▶ YOUR GOAL
Arrange the data below as a two-column CSV with the header instruction,polygons, one row per entry. Put each entry's full text in the instruction field and its answer in the polygons field, quoting both fields and replacing line breaks with spaces.

▶ INPUT DATA

****************

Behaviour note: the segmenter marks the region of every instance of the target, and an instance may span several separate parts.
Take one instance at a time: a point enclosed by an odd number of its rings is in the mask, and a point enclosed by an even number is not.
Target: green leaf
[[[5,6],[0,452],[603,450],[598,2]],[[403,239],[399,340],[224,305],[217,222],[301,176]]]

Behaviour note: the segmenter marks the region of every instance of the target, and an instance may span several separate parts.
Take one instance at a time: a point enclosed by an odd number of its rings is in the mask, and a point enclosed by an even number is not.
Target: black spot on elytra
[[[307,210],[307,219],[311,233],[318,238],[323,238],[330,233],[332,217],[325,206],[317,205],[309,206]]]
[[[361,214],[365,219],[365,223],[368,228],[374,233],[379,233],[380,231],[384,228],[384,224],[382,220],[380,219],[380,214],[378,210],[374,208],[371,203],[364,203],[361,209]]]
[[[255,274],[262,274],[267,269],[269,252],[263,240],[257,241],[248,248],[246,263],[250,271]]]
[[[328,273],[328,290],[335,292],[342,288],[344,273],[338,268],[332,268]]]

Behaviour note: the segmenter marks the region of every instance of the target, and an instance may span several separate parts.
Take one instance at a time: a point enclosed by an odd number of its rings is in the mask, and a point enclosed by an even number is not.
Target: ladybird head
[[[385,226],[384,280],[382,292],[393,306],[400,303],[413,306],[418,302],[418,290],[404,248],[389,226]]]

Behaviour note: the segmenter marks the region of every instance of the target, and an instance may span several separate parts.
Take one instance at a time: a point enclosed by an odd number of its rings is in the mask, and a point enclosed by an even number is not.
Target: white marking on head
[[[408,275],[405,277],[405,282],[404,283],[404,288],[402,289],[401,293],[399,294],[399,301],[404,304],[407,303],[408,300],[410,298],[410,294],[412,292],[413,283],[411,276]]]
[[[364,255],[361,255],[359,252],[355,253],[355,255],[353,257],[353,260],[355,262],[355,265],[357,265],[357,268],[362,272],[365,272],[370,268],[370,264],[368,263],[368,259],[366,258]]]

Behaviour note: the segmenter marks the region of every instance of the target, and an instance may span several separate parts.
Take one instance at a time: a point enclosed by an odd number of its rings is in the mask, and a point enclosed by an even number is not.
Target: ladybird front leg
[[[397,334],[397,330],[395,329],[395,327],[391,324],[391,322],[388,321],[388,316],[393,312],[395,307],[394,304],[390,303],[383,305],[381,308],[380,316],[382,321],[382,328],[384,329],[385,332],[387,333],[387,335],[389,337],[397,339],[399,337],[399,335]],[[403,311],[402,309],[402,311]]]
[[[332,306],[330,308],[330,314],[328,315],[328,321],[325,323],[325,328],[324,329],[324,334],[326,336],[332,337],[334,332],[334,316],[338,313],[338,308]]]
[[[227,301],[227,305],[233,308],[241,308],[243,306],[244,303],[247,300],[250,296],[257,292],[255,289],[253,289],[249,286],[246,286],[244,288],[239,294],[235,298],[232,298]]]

****************

▶ RESULT FOR THIS EXERCISE
instruction,polygons
"Behaviour note: the segmenter marks the region of every instance of the target, and an instance may span several separate parts. Take one instance at a time: a point enclosed by an odd number of its rings is in the mask, and a point enclosed by an even number is not. Target: green leaf","[[[5,6],[0,452],[603,450],[598,2]],[[403,239],[399,340],[224,305],[217,222],[301,176]]]"
"Behaviour note: the segmenter marks the region of every instance of the target, and an instance may span several separate parts. Take one instance at a time: a point enclosed by an odd number of its rings is in the mask, and a point enclosed by an even number is not. Target: black spot on elytra","[[[307,210],[307,219],[311,233],[318,238],[323,238],[330,233],[332,217],[325,206],[317,205],[309,206]]] [[[361,214],[365,219],[365,223],[368,228],[374,233],[379,233],[380,231],[384,228],[384,224],[382,220],[380,219],[380,214],[378,210],[374,208],[371,203],[364,203],[361,209]]] [[[255,274],[262,274],[267,269],[269,252],[263,240],[257,241],[248,248],[246,263],[250,271]]] [[[328,273],[328,290],[335,292],[342,288],[344,273],[338,268],[332,268]]]"
"Behaviour note: the segmenter marks the region of every instance of the target, and an instance may span several separate parts. Take one instance at a time: a point enclosed by an odd number of its rings is in the mask, and a point enclosed by an even number is not. Target: ladybird head","[[[385,226],[384,280],[382,292],[393,306],[400,303],[413,306],[418,302],[418,290],[404,248],[389,226]]]"
"Behaviour note: the segmenter marks the region of every instance of the target, and an instance may span several separate parts. Take one instance at a time: a point enclosed by an odd number of its rings is in the mask, and a point enclosed by an even number is not. Target: white marking on head","[[[408,275],[405,277],[405,282],[404,283],[404,288],[402,289],[401,293],[399,294],[399,301],[404,304],[407,303],[408,300],[410,298],[410,294],[412,292],[413,283],[411,276]]] [[[364,255],[361,255],[359,252],[355,253],[355,255],[353,257],[353,260],[355,262],[355,265],[357,265],[357,268],[362,272],[365,272],[370,268],[370,264],[368,263],[368,259],[366,258]]]"
"Behaviour note: the segmenter marks the region of every instance of the target, and an instance may span several separate parts. Take one instance at a time: a point enclosed by an odd number of its rings is in the mask, and a point enclosed by an even number is not. Target: ladybird front leg","[[[397,334],[397,330],[395,329],[395,327],[391,324],[391,322],[388,321],[388,316],[393,312],[395,307],[394,304],[390,303],[383,305],[381,308],[380,316],[382,321],[382,328],[384,329],[385,332],[387,333],[387,335],[389,337],[397,339],[399,337],[399,335]],[[403,311],[402,309],[402,311]]] [[[332,306],[330,308],[330,314],[328,315],[328,321],[325,323],[325,328],[324,329],[324,334],[326,336],[332,337],[334,332],[334,316],[338,313],[338,308]]] [[[227,301],[227,305],[233,308],[241,308],[243,306],[244,303],[247,300],[250,296],[257,292],[255,289],[253,289],[249,286],[246,286],[244,288],[239,294],[235,298],[232,298]]]"